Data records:
Start of Block
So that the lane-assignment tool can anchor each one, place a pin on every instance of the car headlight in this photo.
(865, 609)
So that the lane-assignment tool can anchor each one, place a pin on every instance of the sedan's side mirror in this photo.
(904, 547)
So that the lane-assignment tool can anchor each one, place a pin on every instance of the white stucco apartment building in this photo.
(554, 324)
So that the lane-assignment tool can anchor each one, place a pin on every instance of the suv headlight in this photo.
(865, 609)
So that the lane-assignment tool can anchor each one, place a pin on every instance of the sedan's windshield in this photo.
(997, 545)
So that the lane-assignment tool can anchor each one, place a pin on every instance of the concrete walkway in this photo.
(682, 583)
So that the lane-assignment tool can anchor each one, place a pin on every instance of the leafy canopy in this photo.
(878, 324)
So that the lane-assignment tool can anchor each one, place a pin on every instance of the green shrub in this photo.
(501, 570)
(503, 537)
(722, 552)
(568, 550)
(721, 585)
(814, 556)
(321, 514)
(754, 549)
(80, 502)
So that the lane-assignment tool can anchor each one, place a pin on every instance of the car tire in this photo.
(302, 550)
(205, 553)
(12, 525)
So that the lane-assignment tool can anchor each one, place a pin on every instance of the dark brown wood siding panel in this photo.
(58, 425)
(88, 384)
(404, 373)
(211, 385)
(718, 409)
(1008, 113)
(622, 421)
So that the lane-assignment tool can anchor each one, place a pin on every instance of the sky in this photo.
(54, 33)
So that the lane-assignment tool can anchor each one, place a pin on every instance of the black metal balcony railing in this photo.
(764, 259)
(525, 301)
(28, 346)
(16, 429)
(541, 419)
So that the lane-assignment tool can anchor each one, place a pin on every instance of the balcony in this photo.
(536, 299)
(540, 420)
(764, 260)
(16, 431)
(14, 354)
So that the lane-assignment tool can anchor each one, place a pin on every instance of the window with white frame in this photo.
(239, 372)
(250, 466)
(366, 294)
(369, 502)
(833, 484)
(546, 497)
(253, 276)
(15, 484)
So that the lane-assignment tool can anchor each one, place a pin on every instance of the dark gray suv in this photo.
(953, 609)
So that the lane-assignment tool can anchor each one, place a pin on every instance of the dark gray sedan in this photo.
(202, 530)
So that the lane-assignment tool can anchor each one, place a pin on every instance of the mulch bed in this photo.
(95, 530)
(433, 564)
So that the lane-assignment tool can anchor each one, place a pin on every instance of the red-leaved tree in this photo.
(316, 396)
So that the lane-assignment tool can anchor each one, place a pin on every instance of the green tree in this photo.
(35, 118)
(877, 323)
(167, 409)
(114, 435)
End of Block
§ **AIM OF THE EXERCISE**
Transcribe all of the data above, character for character.

§ **TASK RESULT**
So that the lane-assignment tool can anchor each one, place a pin on every instance of the car headlight in this photo.
(865, 609)
So that the lane-assignment tool can anchor each one, place a pin on every instance of the sedan's side mirror in this photo.
(904, 547)
So that the lane-assignment tool can anchor each one, place a pin on every instance of the white stucco apartment building in this photo.
(554, 324)
So that the lane-assignment tool can anchor each one, place a pin on every instance of the suv headlight in this photo.
(865, 609)
So that the lane-assignment tool can anchor each one, place a pin on every instance of the sedan's windshield in this photo.
(997, 545)
So that the lane-assignment tool can anchor each one, place a pin on every instance of the concrete walkway in this photo.
(682, 583)
So that the lane-assignment tool can anchor each one, place a pin on every instance of the leafy canopy in this photo.
(878, 324)
So that the lane-assignment tool can anchor each one, place a pin on every instance of the green shrub in this photo.
(501, 570)
(503, 537)
(722, 552)
(568, 550)
(721, 585)
(814, 556)
(321, 514)
(754, 549)
(80, 502)
So that the lane-assignment tool can anchor each one, place a pin on every instance of the car tire in this photo.
(302, 550)
(205, 553)
(12, 525)
So that the lane-assignment tool can anchor each one, place a pin on every instance of the dark brown wood siding panel in this photo.
(58, 425)
(88, 384)
(404, 373)
(211, 385)
(718, 409)
(1008, 113)
(622, 421)
So that the lane-assignment tool can anchor each one, place a pin on every instance of the sky in this photo.
(54, 33)
So that the lane-assignment tool can anchor each one, place a pin on every instance of the black metal balcony railing in this photo.
(764, 259)
(525, 301)
(28, 346)
(16, 429)
(541, 419)
So that the lane-assignment tool can anchor each one, place a pin on every instance of the balcony in this photo.
(536, 299)
(540, 420)
(764, 260)
(16, 431)
(14, 354)
So that the lane-assignment tool can anchor each one, place a pin on every instance of the window with white frame in this photo.
(239, 372)
(250, 466)
(366, 294)
(369, 502)
(833, 484)
(546, 497)
(253, 276)
(15, 484)
So that the lane-assignment tool can anchor each one, place a pin on every instance of the dark gray suv in this photo.
(953, 609)
So that the lane-assignment tool can anchor each one, place a pin on every instance of the dark gray sedan in this photo.
(202, 530)
So that the lane-assignment tool can anchor each one, place a pin on every instance of the mulch bed in this photo.
(95, 530)
(433, 564)
So that the lane-assignment tool can anchor each one, place a pin on every instance of the red-leaved tree in this photo.
(316, 396)
So that the lane-assignment tool can anchor each one, place a pin on every instance of the green tree in this photo.
(35, 118)
(877, 323)
(167, 409)
(114, 435)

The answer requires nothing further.